▶ [SHORT PROBLEM]: Can you rewrite every line from the start through the line that contains "[0,0,450,299]", both ends included, with each bounding-box coordinate multiplied by 0.95 and rounded to a whole number (halves rounding up), keeping all other wording unchanged and leaving the pictures out?

-------- RECORDS FOR THE TASK

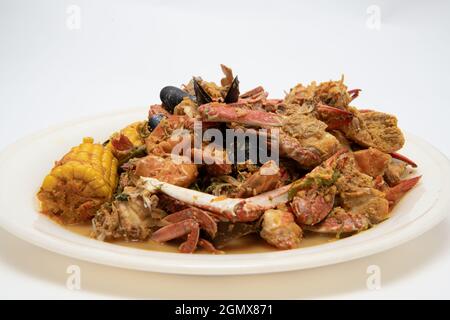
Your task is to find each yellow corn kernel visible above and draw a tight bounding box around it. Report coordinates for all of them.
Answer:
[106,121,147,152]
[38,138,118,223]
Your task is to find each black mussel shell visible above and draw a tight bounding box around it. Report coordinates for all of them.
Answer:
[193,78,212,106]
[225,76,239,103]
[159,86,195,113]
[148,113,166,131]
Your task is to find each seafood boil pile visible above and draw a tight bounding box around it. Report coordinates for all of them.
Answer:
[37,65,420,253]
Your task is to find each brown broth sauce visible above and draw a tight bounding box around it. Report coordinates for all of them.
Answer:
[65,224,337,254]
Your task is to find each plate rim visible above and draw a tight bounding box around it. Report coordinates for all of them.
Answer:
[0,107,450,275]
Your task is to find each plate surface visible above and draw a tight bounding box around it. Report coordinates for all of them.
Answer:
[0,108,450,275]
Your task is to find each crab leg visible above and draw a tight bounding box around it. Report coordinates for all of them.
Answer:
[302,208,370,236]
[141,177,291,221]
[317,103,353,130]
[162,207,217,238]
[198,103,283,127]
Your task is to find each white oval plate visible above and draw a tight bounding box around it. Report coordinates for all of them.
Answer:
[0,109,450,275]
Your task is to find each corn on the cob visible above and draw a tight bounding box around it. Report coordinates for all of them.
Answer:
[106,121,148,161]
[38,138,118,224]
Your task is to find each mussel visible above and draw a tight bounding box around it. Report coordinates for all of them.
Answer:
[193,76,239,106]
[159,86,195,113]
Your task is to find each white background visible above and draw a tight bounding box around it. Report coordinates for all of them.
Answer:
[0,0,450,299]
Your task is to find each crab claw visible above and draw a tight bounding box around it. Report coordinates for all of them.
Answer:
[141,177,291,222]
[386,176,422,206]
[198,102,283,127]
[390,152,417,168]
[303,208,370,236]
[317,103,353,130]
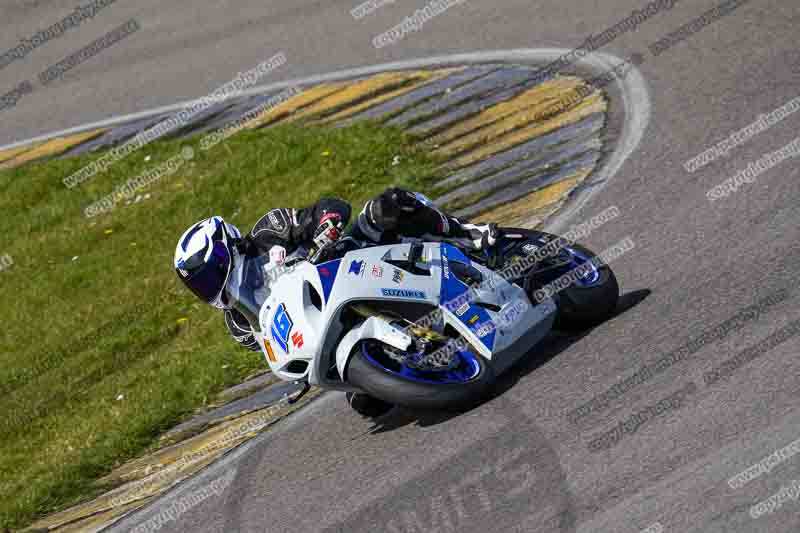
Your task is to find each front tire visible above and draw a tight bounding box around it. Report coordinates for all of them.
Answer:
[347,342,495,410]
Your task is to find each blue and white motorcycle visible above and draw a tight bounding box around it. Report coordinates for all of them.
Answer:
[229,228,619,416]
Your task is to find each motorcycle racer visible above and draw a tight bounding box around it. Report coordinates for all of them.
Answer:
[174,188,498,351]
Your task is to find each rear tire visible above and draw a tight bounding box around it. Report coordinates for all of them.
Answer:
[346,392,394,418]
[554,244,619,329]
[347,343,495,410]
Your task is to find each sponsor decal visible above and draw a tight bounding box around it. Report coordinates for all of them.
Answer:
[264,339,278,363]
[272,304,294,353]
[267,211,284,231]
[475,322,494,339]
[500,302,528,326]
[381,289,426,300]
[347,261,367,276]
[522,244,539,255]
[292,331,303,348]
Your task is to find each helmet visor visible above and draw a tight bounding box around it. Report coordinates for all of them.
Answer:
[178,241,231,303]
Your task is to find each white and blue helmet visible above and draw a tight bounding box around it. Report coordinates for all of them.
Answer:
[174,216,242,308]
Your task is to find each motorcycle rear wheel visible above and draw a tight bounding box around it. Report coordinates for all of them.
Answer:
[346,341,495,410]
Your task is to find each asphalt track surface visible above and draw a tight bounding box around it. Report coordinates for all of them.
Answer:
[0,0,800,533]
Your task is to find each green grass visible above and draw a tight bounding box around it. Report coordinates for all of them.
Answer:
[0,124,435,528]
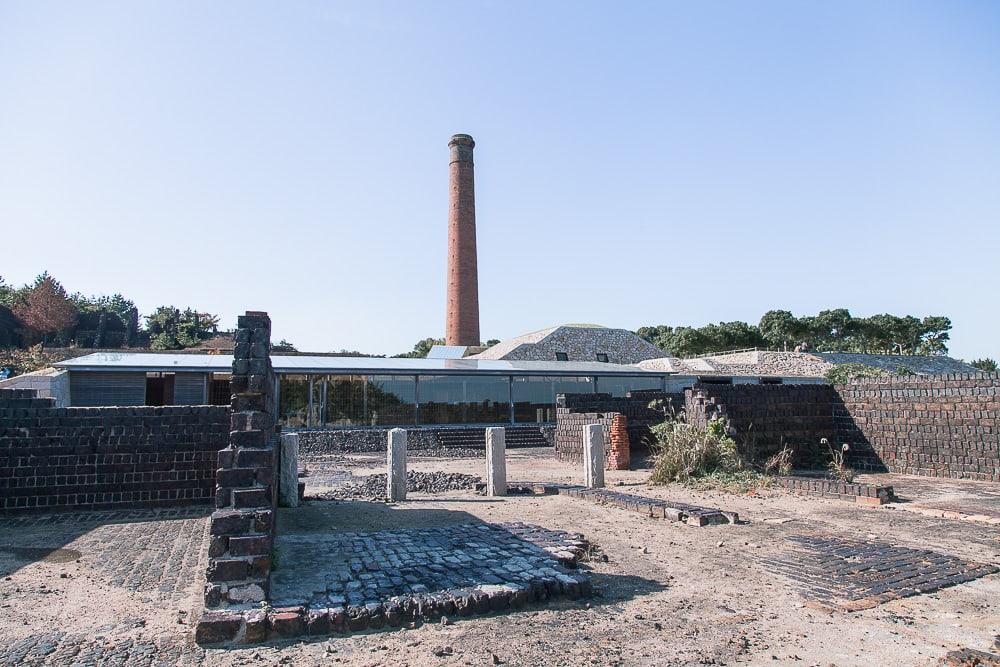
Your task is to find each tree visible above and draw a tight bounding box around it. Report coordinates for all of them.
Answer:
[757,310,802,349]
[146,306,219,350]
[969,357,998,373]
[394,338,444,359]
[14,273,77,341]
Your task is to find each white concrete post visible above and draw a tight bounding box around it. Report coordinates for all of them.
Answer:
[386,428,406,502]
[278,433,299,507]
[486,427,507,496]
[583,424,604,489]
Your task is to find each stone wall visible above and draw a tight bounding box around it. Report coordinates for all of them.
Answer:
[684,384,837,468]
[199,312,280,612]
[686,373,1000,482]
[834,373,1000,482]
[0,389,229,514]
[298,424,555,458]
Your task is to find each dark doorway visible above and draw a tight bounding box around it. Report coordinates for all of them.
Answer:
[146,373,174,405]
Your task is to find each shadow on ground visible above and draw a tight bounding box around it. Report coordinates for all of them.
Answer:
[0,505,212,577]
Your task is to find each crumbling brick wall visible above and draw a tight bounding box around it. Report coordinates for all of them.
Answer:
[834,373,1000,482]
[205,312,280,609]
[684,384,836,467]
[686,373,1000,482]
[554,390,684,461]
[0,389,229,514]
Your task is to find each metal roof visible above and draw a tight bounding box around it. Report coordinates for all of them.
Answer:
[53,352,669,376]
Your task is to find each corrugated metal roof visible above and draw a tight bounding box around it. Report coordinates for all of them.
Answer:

----------------

▶ [TASK RESULT]:
Your task is to find each yellow corn kernel visible above and draw a tight bounding box around it. Report coordinates for all of them.
Answer:
[101,115,140,144]
[36,131,112,212]
Your task is to find each black mussel shell visible above and draw a tight bounding box around it. Report coordinates for all of them.
Answer:
[183,74,201,101]
[214,72,227,98]
[151,82,185,107]
[141,107,158,124]
Your task is to find each seafood boil pile visible above and draw a tight bounding box around it. Report coordinates for all of them.
Answer:
[35,62,399,240]
Your task is to find each brown broth sauce visible above and draw a tight bounding box around it. Report coordinates for all of them.
Answer:
[62,213,320,241]
Your task is to find each plate rim visible above and draw a tight bounding box around it. Report coordinates for all of them.
Answer:
[0,102,428,261]
Your task is to find each plate surface visible above and draw a tight bounding box around it. Report coordinates for all of them.
Answer:
[0,103,428,261]
Your task is to find each crab leg visible above and draw a tight bounding box around it. Report coordinates for all of them.
Answer:
[287,198,352,224]
[134,168,276,210]
[301,98,335,124]
[154,197,206,226]
[188,98,269,121]
Your task is to find each white oval plate visible above and draw a tight bounding box around it. Report coordinates for all of them.
Answer:
[0,104,428,261]
Your task is to find each corn on the cob visible above and draw a tight bounding box around it. Report coordinates for all of them.
Answer:
[101,115,141,153]
[36,131,112,213]
Your task is to find each mussel visible above and draw a tight bounding box around it. Report coordinates for all of them.
Answer:
[183,72,227,101]
[151,82,185,107]
Your task is to find each white background visible above and draw a tight bounding box around it. Report coordinates for all of them.
Answer:
[0,0,428,284]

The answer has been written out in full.